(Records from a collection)
╔══

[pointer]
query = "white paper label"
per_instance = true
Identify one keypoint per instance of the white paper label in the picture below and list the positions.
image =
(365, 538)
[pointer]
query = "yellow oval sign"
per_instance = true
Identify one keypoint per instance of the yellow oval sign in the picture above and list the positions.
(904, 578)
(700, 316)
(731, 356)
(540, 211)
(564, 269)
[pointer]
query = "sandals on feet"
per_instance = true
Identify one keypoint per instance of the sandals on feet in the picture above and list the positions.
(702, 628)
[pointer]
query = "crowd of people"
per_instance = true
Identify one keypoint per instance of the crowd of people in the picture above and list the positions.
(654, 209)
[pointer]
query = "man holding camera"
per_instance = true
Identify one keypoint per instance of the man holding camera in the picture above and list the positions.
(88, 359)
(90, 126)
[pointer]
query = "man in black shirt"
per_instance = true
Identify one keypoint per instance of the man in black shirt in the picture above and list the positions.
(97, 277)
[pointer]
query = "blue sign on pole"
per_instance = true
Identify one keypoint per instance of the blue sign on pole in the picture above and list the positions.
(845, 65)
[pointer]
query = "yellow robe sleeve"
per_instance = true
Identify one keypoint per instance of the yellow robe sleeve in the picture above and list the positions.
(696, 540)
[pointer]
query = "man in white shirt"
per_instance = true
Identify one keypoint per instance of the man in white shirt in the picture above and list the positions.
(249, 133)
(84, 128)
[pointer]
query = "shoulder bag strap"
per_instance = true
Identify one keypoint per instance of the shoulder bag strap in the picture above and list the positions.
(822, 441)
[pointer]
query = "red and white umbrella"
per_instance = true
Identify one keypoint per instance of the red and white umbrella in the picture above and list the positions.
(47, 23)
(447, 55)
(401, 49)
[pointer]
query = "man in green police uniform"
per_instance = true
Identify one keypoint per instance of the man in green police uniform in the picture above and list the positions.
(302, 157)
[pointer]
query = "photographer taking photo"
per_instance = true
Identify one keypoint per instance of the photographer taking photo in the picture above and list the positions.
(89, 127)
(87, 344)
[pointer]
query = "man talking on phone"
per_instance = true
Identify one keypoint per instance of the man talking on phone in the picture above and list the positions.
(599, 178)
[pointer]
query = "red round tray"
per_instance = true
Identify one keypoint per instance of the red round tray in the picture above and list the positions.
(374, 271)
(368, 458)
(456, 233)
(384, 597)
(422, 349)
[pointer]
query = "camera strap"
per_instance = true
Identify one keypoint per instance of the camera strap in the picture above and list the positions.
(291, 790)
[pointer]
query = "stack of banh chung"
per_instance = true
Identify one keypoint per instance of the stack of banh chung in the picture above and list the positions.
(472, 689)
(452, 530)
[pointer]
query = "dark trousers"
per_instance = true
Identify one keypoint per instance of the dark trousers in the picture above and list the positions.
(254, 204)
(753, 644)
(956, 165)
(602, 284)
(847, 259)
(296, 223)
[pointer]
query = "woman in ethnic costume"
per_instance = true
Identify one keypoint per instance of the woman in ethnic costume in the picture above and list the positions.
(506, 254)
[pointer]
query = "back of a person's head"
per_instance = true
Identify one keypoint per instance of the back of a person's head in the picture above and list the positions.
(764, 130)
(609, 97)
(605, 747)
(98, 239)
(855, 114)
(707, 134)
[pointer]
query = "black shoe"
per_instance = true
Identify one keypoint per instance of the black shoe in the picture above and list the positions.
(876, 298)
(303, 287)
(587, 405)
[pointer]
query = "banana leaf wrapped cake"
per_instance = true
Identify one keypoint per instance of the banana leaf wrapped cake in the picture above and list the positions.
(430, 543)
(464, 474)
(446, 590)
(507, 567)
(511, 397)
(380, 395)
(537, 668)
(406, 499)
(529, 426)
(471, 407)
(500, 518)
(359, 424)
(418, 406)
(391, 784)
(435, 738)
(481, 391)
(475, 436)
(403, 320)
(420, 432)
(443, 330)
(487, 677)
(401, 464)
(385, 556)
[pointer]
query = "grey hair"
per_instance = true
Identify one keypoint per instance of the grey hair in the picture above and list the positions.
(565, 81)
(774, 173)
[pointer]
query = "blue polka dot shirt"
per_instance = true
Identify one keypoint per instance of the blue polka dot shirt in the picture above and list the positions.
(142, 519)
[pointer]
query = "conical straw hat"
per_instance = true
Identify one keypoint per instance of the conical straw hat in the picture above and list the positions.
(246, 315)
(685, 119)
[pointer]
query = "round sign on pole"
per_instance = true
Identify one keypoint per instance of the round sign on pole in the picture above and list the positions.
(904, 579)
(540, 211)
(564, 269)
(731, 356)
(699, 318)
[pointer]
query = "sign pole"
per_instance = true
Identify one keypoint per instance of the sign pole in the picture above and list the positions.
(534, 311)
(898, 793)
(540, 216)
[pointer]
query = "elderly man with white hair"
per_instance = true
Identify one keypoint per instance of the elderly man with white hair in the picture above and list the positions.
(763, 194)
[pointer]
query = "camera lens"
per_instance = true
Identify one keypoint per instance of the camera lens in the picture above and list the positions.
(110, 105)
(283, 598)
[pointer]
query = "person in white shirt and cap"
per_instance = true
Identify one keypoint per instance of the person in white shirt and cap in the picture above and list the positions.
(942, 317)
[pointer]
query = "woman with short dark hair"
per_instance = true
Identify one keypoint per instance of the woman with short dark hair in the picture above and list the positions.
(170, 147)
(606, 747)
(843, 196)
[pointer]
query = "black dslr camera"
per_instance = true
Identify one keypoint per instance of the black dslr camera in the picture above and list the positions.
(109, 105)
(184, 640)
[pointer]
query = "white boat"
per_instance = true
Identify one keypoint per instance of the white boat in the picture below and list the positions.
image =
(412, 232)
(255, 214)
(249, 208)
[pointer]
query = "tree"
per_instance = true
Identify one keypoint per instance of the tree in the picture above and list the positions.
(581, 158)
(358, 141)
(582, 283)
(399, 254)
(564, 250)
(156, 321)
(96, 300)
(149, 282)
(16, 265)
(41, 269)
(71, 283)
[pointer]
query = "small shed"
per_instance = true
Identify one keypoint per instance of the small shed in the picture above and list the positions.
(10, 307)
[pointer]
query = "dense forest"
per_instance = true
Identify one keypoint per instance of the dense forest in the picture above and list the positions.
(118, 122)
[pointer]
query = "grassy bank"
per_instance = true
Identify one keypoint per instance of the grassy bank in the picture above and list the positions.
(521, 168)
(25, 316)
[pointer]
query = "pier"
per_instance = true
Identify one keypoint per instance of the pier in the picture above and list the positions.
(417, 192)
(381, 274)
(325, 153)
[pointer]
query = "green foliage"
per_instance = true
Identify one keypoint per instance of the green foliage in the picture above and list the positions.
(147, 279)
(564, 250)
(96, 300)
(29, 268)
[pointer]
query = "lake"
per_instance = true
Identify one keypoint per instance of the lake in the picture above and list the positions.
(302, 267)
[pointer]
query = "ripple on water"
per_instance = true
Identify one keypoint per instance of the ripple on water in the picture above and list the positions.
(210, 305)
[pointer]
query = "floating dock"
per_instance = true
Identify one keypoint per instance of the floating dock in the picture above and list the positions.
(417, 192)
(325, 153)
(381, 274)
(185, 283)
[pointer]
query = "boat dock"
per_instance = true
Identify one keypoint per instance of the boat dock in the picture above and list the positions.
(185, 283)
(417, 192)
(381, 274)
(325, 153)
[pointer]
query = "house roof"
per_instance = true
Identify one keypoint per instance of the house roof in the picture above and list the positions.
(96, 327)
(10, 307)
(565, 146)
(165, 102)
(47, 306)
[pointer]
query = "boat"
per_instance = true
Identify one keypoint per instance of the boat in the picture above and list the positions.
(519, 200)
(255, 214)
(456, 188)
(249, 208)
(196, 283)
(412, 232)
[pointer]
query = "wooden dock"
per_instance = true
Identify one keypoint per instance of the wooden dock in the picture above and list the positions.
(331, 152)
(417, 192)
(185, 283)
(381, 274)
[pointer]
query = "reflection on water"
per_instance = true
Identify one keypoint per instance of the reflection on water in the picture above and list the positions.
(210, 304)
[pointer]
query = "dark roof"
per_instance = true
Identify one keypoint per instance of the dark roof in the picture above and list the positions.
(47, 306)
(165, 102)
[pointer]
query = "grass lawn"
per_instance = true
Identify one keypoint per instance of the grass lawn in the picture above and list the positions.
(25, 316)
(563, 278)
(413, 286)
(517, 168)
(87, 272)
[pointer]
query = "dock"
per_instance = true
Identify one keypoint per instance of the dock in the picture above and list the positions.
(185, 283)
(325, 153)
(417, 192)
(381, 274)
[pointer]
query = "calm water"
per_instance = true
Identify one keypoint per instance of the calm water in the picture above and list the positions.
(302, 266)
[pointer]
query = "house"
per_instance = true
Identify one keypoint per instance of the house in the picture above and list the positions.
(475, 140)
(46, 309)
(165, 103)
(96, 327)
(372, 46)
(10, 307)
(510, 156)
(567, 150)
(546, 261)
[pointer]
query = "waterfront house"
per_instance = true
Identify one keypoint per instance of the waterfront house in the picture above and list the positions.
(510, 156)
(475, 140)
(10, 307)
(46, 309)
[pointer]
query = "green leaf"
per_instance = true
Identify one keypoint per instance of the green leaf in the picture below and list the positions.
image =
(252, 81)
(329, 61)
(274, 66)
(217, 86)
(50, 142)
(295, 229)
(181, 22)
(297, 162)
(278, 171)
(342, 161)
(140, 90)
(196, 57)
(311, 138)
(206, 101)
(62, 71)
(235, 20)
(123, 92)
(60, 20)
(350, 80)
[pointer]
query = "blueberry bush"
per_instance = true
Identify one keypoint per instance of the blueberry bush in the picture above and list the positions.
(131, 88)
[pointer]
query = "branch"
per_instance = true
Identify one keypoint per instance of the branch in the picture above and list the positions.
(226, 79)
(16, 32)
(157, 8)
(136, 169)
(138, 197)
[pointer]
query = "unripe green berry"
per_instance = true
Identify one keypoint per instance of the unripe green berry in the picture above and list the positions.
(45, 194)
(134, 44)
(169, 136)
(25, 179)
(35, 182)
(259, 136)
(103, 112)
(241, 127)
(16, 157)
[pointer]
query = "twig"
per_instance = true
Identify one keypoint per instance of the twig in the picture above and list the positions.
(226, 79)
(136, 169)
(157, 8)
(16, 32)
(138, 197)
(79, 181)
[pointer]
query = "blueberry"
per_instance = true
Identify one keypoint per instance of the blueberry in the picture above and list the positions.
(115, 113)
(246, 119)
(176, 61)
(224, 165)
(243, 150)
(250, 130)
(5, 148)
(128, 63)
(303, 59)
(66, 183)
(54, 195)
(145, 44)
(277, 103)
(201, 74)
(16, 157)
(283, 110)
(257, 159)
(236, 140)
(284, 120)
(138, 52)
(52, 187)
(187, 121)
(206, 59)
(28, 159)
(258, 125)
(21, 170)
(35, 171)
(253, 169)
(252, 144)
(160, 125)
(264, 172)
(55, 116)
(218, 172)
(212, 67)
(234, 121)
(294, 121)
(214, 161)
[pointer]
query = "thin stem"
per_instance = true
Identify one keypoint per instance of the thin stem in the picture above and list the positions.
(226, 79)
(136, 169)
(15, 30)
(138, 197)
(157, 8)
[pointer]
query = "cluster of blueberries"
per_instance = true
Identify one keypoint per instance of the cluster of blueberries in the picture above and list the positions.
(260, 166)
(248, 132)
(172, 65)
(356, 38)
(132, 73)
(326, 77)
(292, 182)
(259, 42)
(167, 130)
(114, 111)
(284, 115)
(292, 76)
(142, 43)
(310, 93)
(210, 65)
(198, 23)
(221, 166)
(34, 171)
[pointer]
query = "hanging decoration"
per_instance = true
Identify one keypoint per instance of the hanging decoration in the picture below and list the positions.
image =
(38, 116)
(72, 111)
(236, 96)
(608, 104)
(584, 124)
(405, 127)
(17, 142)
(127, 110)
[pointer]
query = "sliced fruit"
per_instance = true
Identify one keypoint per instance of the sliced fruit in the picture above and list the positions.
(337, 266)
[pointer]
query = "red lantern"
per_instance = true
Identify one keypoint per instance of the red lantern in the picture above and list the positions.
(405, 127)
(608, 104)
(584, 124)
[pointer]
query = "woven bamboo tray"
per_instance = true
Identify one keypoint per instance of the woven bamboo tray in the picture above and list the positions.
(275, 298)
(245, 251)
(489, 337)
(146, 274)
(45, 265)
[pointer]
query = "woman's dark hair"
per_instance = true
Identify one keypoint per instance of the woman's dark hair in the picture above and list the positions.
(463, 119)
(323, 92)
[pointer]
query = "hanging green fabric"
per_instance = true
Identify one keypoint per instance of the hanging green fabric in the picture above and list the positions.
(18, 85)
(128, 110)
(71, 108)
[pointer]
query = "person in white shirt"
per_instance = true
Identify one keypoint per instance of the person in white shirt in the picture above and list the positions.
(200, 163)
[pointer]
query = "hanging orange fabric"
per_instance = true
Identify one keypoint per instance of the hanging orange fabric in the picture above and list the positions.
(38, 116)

╚══

# Aim:
Identify every line in the rows above that contains the word "orange", and copy each of those lines. Case counts.

# Response to the task:
query = "hanging orange fabric"
Identify one keypoint per instance of the hanging orange fabric in the picture above and list the positions.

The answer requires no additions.